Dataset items
◇ ◇ ◇ ◇
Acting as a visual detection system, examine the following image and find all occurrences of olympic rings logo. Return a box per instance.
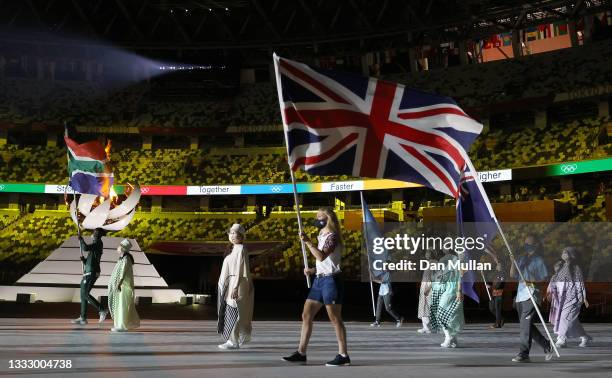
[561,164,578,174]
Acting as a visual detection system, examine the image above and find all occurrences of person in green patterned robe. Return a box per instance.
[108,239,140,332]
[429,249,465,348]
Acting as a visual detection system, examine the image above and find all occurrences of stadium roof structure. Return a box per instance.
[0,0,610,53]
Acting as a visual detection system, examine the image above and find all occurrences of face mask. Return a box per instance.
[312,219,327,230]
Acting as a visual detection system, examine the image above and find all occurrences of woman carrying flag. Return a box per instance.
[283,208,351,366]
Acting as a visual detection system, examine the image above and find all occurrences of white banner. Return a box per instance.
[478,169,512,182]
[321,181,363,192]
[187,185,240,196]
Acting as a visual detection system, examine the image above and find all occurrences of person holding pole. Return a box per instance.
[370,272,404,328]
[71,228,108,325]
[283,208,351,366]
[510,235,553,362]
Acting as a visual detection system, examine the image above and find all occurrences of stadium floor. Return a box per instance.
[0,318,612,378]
◇ ◇ ◇ ◇
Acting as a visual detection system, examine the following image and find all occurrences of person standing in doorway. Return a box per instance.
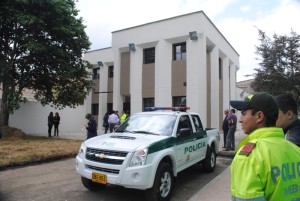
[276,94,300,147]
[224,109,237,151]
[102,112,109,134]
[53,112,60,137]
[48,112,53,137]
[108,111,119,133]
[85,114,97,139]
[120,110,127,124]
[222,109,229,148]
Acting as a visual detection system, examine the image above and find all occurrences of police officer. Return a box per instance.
◇ ◇ ◇ ◇
WHAT YOU ARE ASKED TO DO
Identify each line in the records above that contains the word "stadium", and copy those lines in full.

REPLY TO THE TASK
Acting as a visual detection system, examine the image above and find all occurrences of stadium roof structure. Return a box per instance.
Acting as a visual detection system, examine the image above and find all occurrences of stadium floor. Return a box per instance.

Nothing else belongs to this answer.